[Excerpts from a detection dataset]
◇ ◇ ◇
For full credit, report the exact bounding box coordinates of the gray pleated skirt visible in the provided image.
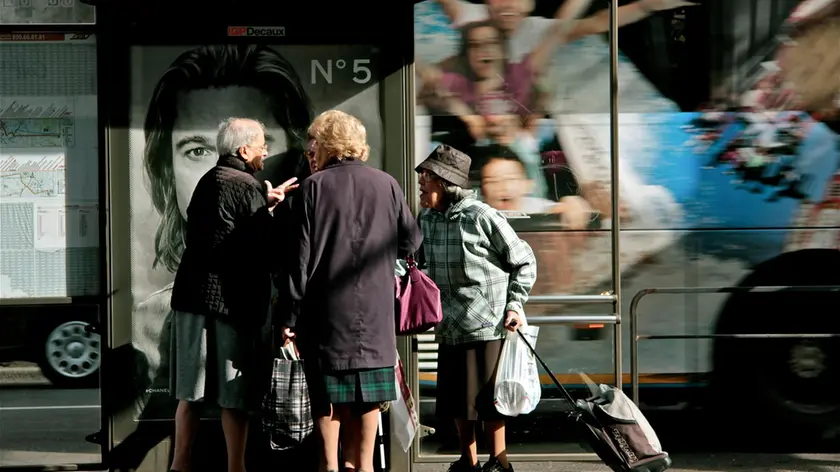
[169,311,264,411]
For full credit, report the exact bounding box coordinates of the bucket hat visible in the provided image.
[415,144,472,188]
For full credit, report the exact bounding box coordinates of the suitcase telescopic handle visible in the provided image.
[516,328,575,406]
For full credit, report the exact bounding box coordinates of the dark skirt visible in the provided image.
[435,339,505,421]
[304,366,397,416]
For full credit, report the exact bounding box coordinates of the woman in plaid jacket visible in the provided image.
[417,145,537,472]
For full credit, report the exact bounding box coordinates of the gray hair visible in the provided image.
[216,117,265,157]
[441,179,475,205]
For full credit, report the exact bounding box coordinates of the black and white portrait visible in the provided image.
[129,44,382,419]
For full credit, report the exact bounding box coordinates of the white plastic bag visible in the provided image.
[493,326,542,416]
[388,358,420,452]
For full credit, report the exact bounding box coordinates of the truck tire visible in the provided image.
[35,319,102,388]
[712,249,840,446]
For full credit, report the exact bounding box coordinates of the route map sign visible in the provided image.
[0,33,101,299]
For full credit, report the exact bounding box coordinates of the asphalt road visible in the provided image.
[0,387,100,467]
[0,388,840,472]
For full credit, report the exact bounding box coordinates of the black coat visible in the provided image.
[171,156,273,326]
[277,160,423,370]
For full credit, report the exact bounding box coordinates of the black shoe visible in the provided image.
[481,457,513,472]
[446,457,483,472]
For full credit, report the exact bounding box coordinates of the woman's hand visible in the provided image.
[265,177,299,210]
[638,0,699,12]
[283,327,295,346]
[505,311,522,333]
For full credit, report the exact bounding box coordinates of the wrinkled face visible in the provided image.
[484,0,531,36]
[418,169,445,210]
[467,26,504,79]
[481,158,533,211]
[239,129,268,170]
[172,87,289,219]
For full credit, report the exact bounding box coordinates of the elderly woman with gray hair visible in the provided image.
[416,145,537,472]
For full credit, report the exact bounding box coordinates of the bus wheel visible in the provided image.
[38,320,102,388]
[712,249,840,444]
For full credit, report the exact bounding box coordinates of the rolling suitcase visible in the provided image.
[516,330,671,472]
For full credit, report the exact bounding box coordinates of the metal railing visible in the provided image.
[414,312,621,463]
[630,285,840,404]
[413,2,622,462]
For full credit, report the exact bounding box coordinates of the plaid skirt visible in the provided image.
[323,367,397,404]
[304,362,397,416]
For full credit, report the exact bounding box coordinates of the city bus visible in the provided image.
[415,0,840,455]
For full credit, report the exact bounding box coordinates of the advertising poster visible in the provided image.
[414,0,840,436]
[129,44,383,428]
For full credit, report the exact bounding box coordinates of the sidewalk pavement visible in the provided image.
[413,453,840,472]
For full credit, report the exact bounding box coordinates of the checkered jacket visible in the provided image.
[419,197,537,344]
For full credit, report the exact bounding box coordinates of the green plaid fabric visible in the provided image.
[324,367,397,404]
[419,198,537,344]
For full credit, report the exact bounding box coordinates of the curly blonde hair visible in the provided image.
[309,110,370,168]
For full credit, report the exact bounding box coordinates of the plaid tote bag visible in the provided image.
[262,343,315,451]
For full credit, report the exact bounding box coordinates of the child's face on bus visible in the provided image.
[484,0,534,36]
[172,87,289,219]
[481,158,533,210]
[467,26,504,79]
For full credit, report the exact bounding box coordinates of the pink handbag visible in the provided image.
[395,256,443,336]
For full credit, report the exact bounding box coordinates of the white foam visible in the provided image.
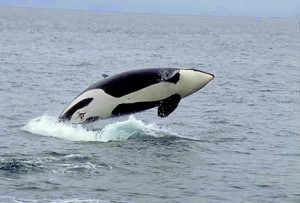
[23,115,176,142]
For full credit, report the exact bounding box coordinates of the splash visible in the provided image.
[23,115,176,142]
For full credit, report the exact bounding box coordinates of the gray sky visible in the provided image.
[0,0,300,17]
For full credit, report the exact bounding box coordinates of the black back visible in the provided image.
[84,68,180,97]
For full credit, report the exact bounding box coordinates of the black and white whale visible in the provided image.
[59,68,214,123]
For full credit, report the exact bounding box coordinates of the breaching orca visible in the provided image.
[59,68,214,123]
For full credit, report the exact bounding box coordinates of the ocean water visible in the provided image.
[0,8,300,202]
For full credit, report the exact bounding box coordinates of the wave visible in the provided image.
[23,115,178,142]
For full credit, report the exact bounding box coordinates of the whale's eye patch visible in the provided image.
[78,112,86,120]
[60,98,93,120]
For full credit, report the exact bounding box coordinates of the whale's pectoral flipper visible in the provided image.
[157,94,181,118]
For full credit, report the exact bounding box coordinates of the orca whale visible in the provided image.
[59,68,214,123]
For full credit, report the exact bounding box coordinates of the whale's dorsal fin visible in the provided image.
[157,94,181,118]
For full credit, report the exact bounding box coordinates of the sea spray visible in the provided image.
[23,115,176,142]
◇ ◇ ◇
### Description of the task
Copy the entries word for word, starting at the line that contains "sky visible in the provided image." and ending at the last line of the entries.

### Right answer
For full credit, report the exact bounding box coordinates of the gray sky visible in the provided image.
[0,0,300,17]
For full credit, report the exact bounding box coordinates of the black back visible in the provided image.
[84,68,180,97]
For full credit, report the exact bounding box coordinates of the black and white whale visible in the provided image.
[59,68,214,123]
For full credit, report the exact bounding box coordinates of the breaching orca visible in the provided image.
[59,68,214,123]
For full credit, report the exact bounding box coordinates of the ocean water visible in the provided image.
[0,8,300,202]
For full credit, report the exact bounding box coordinates of the wave visible in the provided image.
[23,115,178,142]
For full credit, report the exact bounding box coordinates of the whale's eye patch visible in the provided image.
[78,112,86,120]
[60,98,93,120]
For full credit, report the exact bounding box coordinates of the whale's pectoral flipper visible in the provided image.
[157,94,181,118]
For full credit, report the exact bounding box coordinates of the orca whale visible in the provided image.
[59,68,214,123]
For full credit, report the exact bounding box coordinates of the whale's dorsal fin visible in the provided image.
[157,94,181,118]
For full credit, report the exact bounding box coordinates of the sea spray visible in the provided image.
[23,115,176,142]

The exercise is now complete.